|I think the colour 'Palette' here is beautiful. (It would be a good design focus for spinning a Yarn).|
In true 'Lucy In The Sky' fashion I find a recipe and make it my own depending on what is available in my store cupboards. This is the recipe I devised based on the 'Blackcurrant Swirl Cheesecake' recipe from my
'Five Recipes to Make with Fresh Blackcurrants' post yesterday.
Blackcurrant Marbled Cheesecake
For the Base
300g of crushed Chocolate Digestive Biscuits
125g of melted butter
(If you have never used Chocolate Digestives for a biscuit base before Oooo, give it a try!)
For the Cheesecake Mix
450g of Curd Cheese (Lower in fat than cream cheese, see who says I am not health conscious!)
1tsp of Vanilla Essence
2 Beaten eggs
2 tbls of Natural Yogurt
For the Blackcurrant Puree
400g of Blackcurrants
100g of Sugar
First make the Blackcurrant Puree. Place the blackcurrants in a saucepan and simmer gently until they are all soft and broken down. Rub them through a metal sieve. This is easier when they have cooled. Stir in the sugar.
For the base mix the crushed Chocolate Digestives with the melted butter and press in to an 8 inch Flan dish. Put it into the fridge to cool.
For the Cheescake, mix the Curd Cheese, Natural Yogurt, Sugar, Eggs and Vanilla Essence.
Place the Cheesecake mix on top of the flan base. Drizzle the Blackcurrant Puree over the top and use a skewer to swirl a 'Marbled' effect.
Bake the Cheesecake in the oven on Gas mark 1, (140C, 270F) for 1 hour.
Does this count as one of my five pieces of fresh fruit and vegetables a day? Bring on the Blackcurrants.

[What this task involves] Translate this sentence from the cheesecake recipe into Spanish: "Place the blackcurrants in a saucepan and simmer gently until they are all soft and broken down." The listing after this text isn't needed.

[Given entries]
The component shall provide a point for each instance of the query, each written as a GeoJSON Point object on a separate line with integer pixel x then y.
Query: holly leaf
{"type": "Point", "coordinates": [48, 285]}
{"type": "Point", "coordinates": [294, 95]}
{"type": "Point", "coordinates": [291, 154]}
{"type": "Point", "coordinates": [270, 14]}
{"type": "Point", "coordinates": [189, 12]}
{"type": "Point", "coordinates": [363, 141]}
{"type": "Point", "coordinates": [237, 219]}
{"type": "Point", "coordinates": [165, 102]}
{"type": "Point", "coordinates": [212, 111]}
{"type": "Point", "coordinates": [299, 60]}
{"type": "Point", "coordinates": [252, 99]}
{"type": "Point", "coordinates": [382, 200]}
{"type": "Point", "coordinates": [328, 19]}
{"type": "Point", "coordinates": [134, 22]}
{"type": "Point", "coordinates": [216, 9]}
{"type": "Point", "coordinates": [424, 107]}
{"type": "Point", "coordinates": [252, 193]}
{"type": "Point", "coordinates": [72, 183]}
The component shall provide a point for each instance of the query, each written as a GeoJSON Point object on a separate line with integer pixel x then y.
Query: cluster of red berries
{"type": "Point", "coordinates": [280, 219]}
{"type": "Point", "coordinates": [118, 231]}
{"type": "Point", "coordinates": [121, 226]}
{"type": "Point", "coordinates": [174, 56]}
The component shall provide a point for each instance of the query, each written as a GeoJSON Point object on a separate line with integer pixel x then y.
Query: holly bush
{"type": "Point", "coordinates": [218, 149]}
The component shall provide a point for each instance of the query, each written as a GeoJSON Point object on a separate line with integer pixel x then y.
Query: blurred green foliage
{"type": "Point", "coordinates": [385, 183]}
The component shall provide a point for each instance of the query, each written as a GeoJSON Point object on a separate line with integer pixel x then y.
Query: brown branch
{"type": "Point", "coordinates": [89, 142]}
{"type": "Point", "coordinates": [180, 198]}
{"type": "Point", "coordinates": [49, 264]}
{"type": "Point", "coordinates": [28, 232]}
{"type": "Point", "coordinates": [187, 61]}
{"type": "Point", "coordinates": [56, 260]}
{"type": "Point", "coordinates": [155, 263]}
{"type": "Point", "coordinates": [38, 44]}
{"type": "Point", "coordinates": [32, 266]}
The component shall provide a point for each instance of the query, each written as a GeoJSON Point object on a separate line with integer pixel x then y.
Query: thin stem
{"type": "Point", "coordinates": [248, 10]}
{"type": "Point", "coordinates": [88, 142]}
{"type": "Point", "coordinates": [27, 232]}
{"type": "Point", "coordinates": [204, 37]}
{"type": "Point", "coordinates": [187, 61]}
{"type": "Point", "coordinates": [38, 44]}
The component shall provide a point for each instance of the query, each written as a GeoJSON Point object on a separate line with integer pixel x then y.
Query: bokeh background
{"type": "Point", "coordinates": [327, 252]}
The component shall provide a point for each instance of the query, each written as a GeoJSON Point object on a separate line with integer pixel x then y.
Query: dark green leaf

[Answer box] Coloca las grosellas negras en una cacerola y cocínalas a fuego lento hasta que estén todas blandas y deshechas.